◆ Exercise details
Can you turn the lines below into a numbered list, skipping any blank ones?
'''
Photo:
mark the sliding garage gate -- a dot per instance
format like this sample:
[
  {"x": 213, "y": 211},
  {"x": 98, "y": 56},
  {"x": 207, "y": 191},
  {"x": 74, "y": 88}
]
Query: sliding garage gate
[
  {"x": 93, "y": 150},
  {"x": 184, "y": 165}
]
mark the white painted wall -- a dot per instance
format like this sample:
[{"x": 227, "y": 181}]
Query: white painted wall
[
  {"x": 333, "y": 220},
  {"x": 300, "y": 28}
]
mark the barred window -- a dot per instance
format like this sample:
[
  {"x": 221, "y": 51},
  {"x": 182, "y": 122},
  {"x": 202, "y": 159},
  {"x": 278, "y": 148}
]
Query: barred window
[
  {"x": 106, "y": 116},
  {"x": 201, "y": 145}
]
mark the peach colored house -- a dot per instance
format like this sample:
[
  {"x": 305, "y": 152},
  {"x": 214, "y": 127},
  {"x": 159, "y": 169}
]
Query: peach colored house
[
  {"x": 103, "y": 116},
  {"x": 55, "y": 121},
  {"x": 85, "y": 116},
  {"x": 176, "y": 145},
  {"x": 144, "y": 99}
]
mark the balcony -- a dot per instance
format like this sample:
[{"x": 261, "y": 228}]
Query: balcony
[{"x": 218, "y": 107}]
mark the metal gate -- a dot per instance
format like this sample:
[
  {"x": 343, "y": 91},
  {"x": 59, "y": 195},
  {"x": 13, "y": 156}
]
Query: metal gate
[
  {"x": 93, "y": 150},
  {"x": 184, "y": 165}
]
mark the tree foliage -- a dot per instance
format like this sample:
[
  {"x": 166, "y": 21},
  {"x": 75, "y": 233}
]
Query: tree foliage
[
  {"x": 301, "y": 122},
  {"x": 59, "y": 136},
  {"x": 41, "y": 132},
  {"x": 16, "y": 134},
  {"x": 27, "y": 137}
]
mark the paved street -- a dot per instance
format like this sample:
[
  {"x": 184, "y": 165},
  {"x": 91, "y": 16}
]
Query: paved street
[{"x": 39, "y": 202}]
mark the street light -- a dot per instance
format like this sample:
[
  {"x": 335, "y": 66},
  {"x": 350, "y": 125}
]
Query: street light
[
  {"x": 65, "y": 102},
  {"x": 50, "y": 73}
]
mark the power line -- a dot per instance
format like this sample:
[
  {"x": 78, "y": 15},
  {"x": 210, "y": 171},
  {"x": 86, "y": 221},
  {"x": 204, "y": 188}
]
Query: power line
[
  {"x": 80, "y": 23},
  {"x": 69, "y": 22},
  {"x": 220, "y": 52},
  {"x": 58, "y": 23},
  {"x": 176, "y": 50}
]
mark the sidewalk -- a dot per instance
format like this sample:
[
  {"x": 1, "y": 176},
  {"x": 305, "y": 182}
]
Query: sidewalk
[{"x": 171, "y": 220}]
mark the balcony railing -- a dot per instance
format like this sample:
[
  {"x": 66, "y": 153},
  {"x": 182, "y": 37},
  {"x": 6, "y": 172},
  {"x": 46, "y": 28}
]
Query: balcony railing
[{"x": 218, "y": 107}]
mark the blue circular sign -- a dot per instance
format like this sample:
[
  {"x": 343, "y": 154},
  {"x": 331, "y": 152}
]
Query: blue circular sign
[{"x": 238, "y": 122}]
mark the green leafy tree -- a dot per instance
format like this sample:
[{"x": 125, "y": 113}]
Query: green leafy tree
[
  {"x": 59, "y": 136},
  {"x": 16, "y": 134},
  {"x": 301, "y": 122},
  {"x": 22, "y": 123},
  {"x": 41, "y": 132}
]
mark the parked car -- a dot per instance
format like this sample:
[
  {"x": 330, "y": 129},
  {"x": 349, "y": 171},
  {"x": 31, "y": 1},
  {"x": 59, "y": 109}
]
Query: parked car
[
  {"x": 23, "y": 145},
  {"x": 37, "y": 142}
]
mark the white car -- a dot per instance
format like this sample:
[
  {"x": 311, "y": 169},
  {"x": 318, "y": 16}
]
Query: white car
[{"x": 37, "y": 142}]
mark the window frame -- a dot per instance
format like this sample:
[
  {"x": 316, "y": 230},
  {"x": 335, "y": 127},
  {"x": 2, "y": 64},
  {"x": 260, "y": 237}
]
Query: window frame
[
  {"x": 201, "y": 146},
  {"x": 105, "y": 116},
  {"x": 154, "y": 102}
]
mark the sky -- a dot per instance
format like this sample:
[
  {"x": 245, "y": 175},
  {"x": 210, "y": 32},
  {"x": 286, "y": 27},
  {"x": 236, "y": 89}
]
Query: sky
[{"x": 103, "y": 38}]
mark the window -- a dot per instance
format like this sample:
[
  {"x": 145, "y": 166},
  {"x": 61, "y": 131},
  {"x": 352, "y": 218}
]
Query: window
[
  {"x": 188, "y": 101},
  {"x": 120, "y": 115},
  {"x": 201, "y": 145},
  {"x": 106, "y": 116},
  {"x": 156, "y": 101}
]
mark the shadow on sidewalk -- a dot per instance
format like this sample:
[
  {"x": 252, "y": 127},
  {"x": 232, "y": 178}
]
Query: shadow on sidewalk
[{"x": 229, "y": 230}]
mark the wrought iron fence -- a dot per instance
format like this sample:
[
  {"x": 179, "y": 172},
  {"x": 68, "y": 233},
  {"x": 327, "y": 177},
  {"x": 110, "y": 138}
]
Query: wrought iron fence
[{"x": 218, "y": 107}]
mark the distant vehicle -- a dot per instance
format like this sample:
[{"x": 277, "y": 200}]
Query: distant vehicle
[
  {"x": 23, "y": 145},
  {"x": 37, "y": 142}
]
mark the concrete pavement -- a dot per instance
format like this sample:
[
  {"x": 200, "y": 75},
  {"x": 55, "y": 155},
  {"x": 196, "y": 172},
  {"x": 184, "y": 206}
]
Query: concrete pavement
'''
◆ Written response
1. Photo:
2. mark the sliding garage gate -- a dot per instance
3. format like this sample:
4. [
5.   {"x": 213, "y": 211},
6.   {"x": 98, "y": 56},
7.   {"x": 207, "y": 191},
8.   {"x": 74, "y": 88}
9. ]
10. Query: sliding garage gate
11. [
12.   {"x": 93, "y": 150},
13.   {"x": 184, "y": 165}
14. ]
15. mark the white painted wall -- a dot per instance
16. format like this sample:
17. [{"x": 227, "y": 181}]
18. Query: white painted wall
19. [
20.   {"x": 333, "y": 220},
21.   {"x": 300, "y": 28}
22. ]
23. mark the barred window -- a dot per instance
24. format like this sample:
25. [
26.   {"x": 221, "y": 51},
27.   {"x": 182, "y": 122},
28.   {"x": 202, "y": 159},
29.   {"x": 278, "y": 148}
30. ]
31. Query: barred window
32. [
33.   {"x": 106, "y": 116},
34.   {"x": 201, "y": 145}
35. ]
36. mark the peach colored house -- a dot per instance
37. format like this sample:
38. [
39.   {"x": 305, "y": 152},
40.   {"x": 214, "y": 127},
41.   {"x": 159, "y": 169}
42. ]
43. Query: peach colored house
44. [
45.   {"x": 103, "y": 116},
46.   {"x": 55, "y": 121},
47.   {"x": 85, "y": 116},
48.   {"x": 176, "y": 145},
49.   {"x": 144, "y": 99}
50. ]
51. mark the balcony -- a dot per instance
52. format like this sample:
53. [{"x": 261, "y": 228}]
54. Query: balcony
55. [{"x": 218, "y": 107}]
56. mark the metal gate -- a dot per instance
57. format like this sample:
58. [
59.   {"x": 343, "y": 91},
60.   {"x": 59, "y": 195},
61.   {"x": 13, "y": 156}
62. ]
63. Query: metal gate
64. [
65.   {"x": 93, "y": 150},
66.   {"x": 184, "y": 165}
67. ]
68. mark the tree foliage -- a dot per instance
69. format like this sample:
70. [
71.   {"x": 166, "y": 21},
72.   {"x": 75, "y": 233}
73. ]
74. Query: tree foliage
75. [
76.   {"x": 301, "y": 122},
77.   {"x": 59, "y": 136},
78.   {"x": 41, "y": 132},
79.   {"x": 16, "y": 134},
80.   {"x": 27, "y": 137}
81. ]
82. mark the paved street -- a dot per instance
83. format like this sample:
84. [
85.   {"x": 184, "y": 165},
86.   {"x": 91, "y": 16}
87. ]
88. Query: paved street
89. [{"x": 39, "y": 202}]
90. mark the street light -- a dot per instance
91. format like this sample:
92. [
93.   {"x": 335, "y": 66},
94.   {"x": 350, "y": 125}
95. ]
96. Query: street light
97. [
98.   {"x": 65, "y": 102},
99.   {"x": 50, "y": 73}
100. ]
101. mark the power line -- a dot per instance
102. format like this sample:
103. [
104.   {"x": 78, "y": 15},
105.   {"x": 210, "y": 171},
106.   {"x": 86, "y": 221},
107.   {"x": 204, "y": 188}
108. ]
109. Query: power line
110. [
111.   {"x": 80, "y": 23},
112.   {"x": 69, "y": 22},
113.   {"x": 220, "y": 52},
114.   {"x": 58, "y": 23},
115.   {"x": 176, "y": 50}
116. ]
117. mark the sidewalk -- a dot per instance
118. format like this sample:
119. [
120.   {"x": 1, "y": 176},
121.   {"x": 305, "y": 182}
122. ]
123. Query: sidewalk
124. [{"x": 171, "y": 220}]
125. mark the balcony railing -- a dot per instance
126. format like this sample:
127. [
128.   {"x": 66, "y": 153},
129.   {"x": 182, "y": 37},
130.   {"x": 6, "y": 172},
131.   {"x": 46, "y": 28}
132. ]
133. Query: balcony railing
134. [{"x": 218, "y": 107}]
135. mark the blue circular sign -- a dot per instance
136. format like this sample:
137. [
138.   {"x": 343, "y": 154},
139.   {"x": 331, "y": 152}
140. ]
141. Query: blue circular sign
142. [{"x": 238, "y": 122}]
143. mark the green leafy tree -- a dot per instance
144. format like this sample:
145. [{"x": 125, "y": 113}]
146. Query: green leafy tree
147. [
148.   {"x": 59, "y": 136},
149.   {"x": 16, "y": 134},
150.   {"x": 301, "y": 122},
151.   {"x": 22, "y": 123},
152.   {"x": 41, "y": 132}
153. ]
154. mark the parked car -- a dot per instance
155. format like this sample:
156. [
157.   {"x": 330, "y": 129},
158.   {"x": 349, "y": 171},
159.   {"x": 31, "y": 1},
160.   {"x": 59, "y": 109}
161. ]
162. Query: parked car
163. [
164.   {"x": 23, "y": 145},
165.   {"x": 37, "y": 142}
166. ]
167. mark the white car -- a dot per instance
168. format like this sample:
169. [
170.   {"x": 311, "y": 169},
171.   {"x": 318, "y": 16}
172. ]
173. Query: white car
174. [{"x": 37, "y": 142}]
175. mark the window frame -- a dot per instance
176. format like this sample:
177. [
178.   {"x": 316, "y": 230},
179.   {"x": 335, "y": 127},
180.   {"x": 2, "y": 64},
181.   {"x": 260, "y": 237}
182. ]
183. Query: window frame
184. [
185.   {"x": 201, "y": 146},
186.   {"x": 105, "y": 116},
187.   {"x": 154, "y": 102}
188. ]
189. mark the sky -- a dot per instance
190. format like this sample:
191. [
192.   {"x": 245, "y": 175},
193.   {"x": 210, "y": 32},
194.   {"x": 286, "y": 27},
195.   {"x": 236, "y": 89}
196. ]
197. Query: sky
198. [{"x": 103, "y": 38}]
199. mark the window -- a dot per instance
200. format like this sample:
201. [
202.   {"x": 145, "y": 166},
203.   {"x": 61, "y": 131},
204.   {"x": 352, "y": 218}
205. ]
206. Query: window
207. [
208.   {"x": 188, "y": 101},
209.   {"x": 120, "y": 115},
210.   {"x": 201, "y": 145},
211.   {"x": 106, "y": 116},
212.   {"x": 156, "y": 101}
213. ]
214. mark the shadow on sidewalk -- a dot per instance
215. format like this sample:
216. [
217.   {"x": 252, "y": 127},
218.   {"x": 232, "y": 178}
219. ]
220. Query: shadow on sidewalk
221. [{"x": 229, "y": 230}]
222. mark the wrought iron fence -- a dot per instance
223. format like this sample:
224. [
225.   {"x": 179, "y": 172},
226.   {"x": 68, "y": 233},
227.   {"x": 327, "y": 177},
228.   {"x": 110, "y": 138}
229. ]
230. Query: wrought iron fence
231. [{"x": 218, "y": 107}]
232. mark the distant vehicle -- a dot per instance
233. format like this sample:
234. [{"x": 277, "y": 200}]
235. Query: distant vehicle
236. [
237.   {"x": 23, "y": 145},
238.   {"x": 37, "y": 142}
239. ]
240. mark the concrete pavement -- a dot per instance
241. format like this sample:
242. [
243.   {"x": 200, "y": 75},
244.   {"x": 55, "y": 155},
245.   {"x": 196, "y": 172},
246.   {"x": 184, "y": 206}
247. ]
248. Query: concrete pavement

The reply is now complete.